Try it:
Would you return the entries below word for word?

┏━━

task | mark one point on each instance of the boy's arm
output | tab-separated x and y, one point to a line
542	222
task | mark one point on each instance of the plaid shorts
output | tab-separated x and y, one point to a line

┗━━

Response area:
task | mark one point on each instance of the boy's arm
output | tab-separated x and y, one point to a line
542	222
task | mark one point on each instance of the plaid shorts
output | tab-separated x and y, one point to a line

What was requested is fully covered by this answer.